[Spatial annotation records]
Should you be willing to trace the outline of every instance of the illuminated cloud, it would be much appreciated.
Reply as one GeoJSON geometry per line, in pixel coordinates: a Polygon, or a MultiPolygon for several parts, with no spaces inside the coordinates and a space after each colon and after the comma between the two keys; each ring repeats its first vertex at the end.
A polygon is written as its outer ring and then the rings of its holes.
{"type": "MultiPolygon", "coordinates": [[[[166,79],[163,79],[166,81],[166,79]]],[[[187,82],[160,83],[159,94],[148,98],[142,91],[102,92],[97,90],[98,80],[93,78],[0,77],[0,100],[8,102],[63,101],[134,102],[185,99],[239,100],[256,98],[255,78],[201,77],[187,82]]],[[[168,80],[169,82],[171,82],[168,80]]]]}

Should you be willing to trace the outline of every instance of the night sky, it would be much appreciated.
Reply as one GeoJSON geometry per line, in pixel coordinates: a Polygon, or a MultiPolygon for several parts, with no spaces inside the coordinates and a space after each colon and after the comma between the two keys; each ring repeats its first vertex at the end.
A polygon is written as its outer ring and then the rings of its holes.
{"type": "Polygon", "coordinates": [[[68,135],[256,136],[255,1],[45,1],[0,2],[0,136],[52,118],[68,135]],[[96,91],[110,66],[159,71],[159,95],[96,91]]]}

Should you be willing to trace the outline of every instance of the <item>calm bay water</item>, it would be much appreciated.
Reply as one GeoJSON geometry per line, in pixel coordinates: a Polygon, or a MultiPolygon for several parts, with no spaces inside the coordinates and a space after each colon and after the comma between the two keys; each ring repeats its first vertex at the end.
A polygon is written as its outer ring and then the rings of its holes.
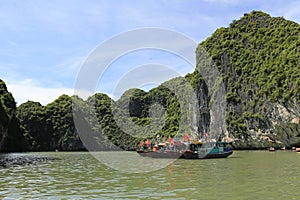
{"type": "Polygon", "coordinates": [[[291,151],[180,159],[163,169],[135,174],[108,168],[87,152],[5,156],[50,159],[0,167],[1,199],[291,200],[300,195],[300,154],[291,151]]]}

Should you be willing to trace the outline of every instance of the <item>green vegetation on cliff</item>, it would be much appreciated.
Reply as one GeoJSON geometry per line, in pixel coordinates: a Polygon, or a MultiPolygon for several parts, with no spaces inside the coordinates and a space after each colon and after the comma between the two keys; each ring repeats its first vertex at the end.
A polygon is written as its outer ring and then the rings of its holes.
{"type": "Polygon", "coordinates": [[[286,132],[299,132],[299,124],[272,128],[276,105],[299,109],[299,24],[253,11],[228,28],[218,29],[200,45],[223,76],[229,133],[248,138],[250,129],[262,129],[285,138],[281,141],[286,145],[299,142],[295,134],[283,136],[286,132]]]}
{"type": "Polygon", "coordinates": [[[130,89],[117,101],[100,93],[86,101],[62,95],[46,106],[28,101],[16,109],[0,80],[0,151],[82,150],[79,135],[92,150],[114,149],[111,143],[129,150],[157,134],[209,132],[217,118],[213,91],[199,73],[210,64],[201,60],[203,48],[225,86],[222,136],[238,148],[300,145],[300,25],[253,11],[199,44],[193,73],[148,92],[130,89]]]}

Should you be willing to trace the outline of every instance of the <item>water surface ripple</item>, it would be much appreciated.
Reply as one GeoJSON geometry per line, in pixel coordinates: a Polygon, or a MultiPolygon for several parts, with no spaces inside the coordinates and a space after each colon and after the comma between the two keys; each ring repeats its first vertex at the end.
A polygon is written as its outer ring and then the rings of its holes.
{"type": "Polygon", "coordinates": [[[236,151],[226,159],[177,160],[137,174],[108,168],[87,152],[6,154],[22,156],[49,159],[0,167],[1,199],[296,200],[300,195],[300,154],[291,151],[236,151]]]}

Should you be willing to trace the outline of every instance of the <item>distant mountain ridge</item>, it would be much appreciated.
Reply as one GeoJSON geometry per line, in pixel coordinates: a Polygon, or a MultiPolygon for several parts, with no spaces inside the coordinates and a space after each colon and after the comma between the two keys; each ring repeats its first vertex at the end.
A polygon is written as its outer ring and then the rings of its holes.
{"type": "MultiPolygon", "coordinates": [[[[171,79],[149,92],[130,89],[118,101],[100,93],[86,101],[62,95],[46,106],[29,101],[16,108],[12,95],[0,81],[0,151],[84,150],[79,131],[91,132],[93,137],[103,132],[107,140],[126,150],[135,149],[140,139],[154,139],[157,134],[203,135],[210,130],[212,120],[211,94],[199,73],[203,48],[220,71],[226,91],[227,126],[221,136],[237,149],[300,146],[300,25],[252,11],[199,44],[193,73],[171,79]],[[186,81],[197,102],[193,98],[180,100],[178,94],[189,95],[186,81]],[[77,102],[78,110],[94,106],[98,125],[76,130],[72,100],[77,102]],[[129,109],[129,121],[117,122],[114,115],[122,116],[122,109],[129,109]],[[165,111],[162,125],[162,116],[151,116],[153,109],[165,111]],[[127,134],[120,123],[137,126],[128,126],[132,134],[127,134]],[[158,123],[160,130],[153,123],[158,123]]],[[[82,123],[88,125],[89,121],[89,116],[84,115],[82,123]]],[[[95,141],[94,146],[101,143],[97,138],[95,141]]]]}

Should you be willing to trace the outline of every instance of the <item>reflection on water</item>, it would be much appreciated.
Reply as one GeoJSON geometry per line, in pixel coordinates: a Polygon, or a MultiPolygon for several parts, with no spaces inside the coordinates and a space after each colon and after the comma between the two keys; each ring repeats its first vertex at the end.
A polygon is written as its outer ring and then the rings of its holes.
{"type": "Polygon", "coordinates": [[[177,160],[158,171],[135,174],[108,168],[86,152],[6,156],[50,159],[0,167],[1,199],[298,199],[300,195],[300,154],[290,151],[237,151],[226,159],[177,160]]]}

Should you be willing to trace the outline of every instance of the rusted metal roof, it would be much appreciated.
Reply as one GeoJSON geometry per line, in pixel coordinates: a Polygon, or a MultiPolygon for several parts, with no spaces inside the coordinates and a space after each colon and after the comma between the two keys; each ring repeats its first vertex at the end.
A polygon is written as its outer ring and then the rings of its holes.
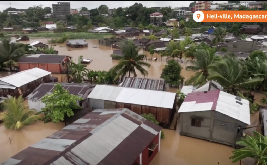
{"type": "MultiPolygon", "coordinates": [[[[42,84],[40,85],[26,98],[28,100],[40,100],[42,97],[47,93],[51,94],[53,92],[55,85],[57,82],[42,84]]],[[[69,91],[70,94],[82,97],[89,88],[95,86],[94,84],[74,84],[60,83],[63,88],[69,91]]]]}
{"type": "Polygon", "coordinates": [[[166,91],[166,83],[162,80],[125,77],[119,86],[154,91],[166,91]]]}
{"type": "Polygon", "coordinates": [[[161,129],[128,109],[96,110],[2,164],[129,165],[161,129]]]}

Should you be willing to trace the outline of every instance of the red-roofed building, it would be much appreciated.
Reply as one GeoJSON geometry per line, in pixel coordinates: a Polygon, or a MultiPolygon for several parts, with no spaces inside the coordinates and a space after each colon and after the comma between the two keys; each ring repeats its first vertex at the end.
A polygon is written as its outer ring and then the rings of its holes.
{"type": "Polygon", "coordinates": [[[160,13],[156,12],[150,14],[150,23],[159,26],[162,23],[163,14],[160,13]]]}
{"type": "Polygon", "coordinates": [[[178,111],[180,135],[236,146],[249,112],[248,100],[219,89],[190,93],[178,111]]]}

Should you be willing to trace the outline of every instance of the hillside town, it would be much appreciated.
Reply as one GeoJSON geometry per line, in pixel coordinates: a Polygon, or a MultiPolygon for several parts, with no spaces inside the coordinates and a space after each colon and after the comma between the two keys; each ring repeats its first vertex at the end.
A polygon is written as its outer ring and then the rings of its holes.
{"type": "Polygon", "coordinates": [[[11,2],[0,13],[1,164],[267,164],[267,22],[193,18],[267,3],[217,2],[11,2]]]}

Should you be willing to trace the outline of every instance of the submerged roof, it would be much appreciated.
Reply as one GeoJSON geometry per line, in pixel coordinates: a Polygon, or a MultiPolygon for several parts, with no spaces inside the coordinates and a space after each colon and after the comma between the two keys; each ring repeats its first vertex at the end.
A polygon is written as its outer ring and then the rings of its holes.
{"type": "Polygon", "coordinates": [[[165,81],[162,80],[153,80],[136,77],[125,77],[119,86],[143,89],[165,91],[165,81]]]}
{"type": "MultiPolygon", "coordinates": [[[[50,94],[54,89],[54,86],[58,82],[50,82],[42,84],[34,89],[26,97],[28,100],[41,100],[45,95],[50,94]]],[[[95,85],[88,84],[60,83],[63,88],[69,91],[70,94],[82,97],[89,88],[93,88],[95,85]]],[[[87,94],[88,95],[88,94],[87,94]]]]}
{"type": "Polygon", "coordinates": [[[21,58],[18,62],[45,64],[61,64],[66,57],[65,55],[55,54],[31,54],[21,58]]]}
{"type": "Polygon", "coordinates": [[[50,72],[34,68],[0,78],[0,88],[15,89],[51,74],[50,72]]]}
{"type": "Polygon", "coordinates": [[[128,109],[96,110],[2,164],[132,164],[161,129],[128,109]]]}
{"type": "Polygon", "coordinates": [[[219,90],[188,93],[178,112],[210,110],[250,124],[249,101],[219,90]]]}
{"type": "Polygon", "coordinates": [[[172,109],[176,96],[170,92],[97,85],[87,98],[172,109]]]}

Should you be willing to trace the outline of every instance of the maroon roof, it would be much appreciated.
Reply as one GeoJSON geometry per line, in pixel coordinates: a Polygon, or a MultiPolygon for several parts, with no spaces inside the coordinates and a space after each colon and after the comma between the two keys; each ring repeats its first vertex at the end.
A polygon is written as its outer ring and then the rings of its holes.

### What the task requires
Could you rewrite the material as a JSON list of strings, one per line and without blank lines, starting with the line containing "maroon roof, it would be much appreciated." and going on through the end of the material?

### Reply
[
  "Should you be willing to trace the outline of every instance of the maroon roof, it would be much appreciated.",
  "Reply as one GeoJSON geometry per line, in pixel coordinates: a Polygon, or a MultiPolygon for several parts, with no spaces inside the coordinates and a space after each colon and after the comma between the two keys; each ring repeats its first vertex at the end.",
  "A polygon is written as its outer ring and then the rings of its holes."
]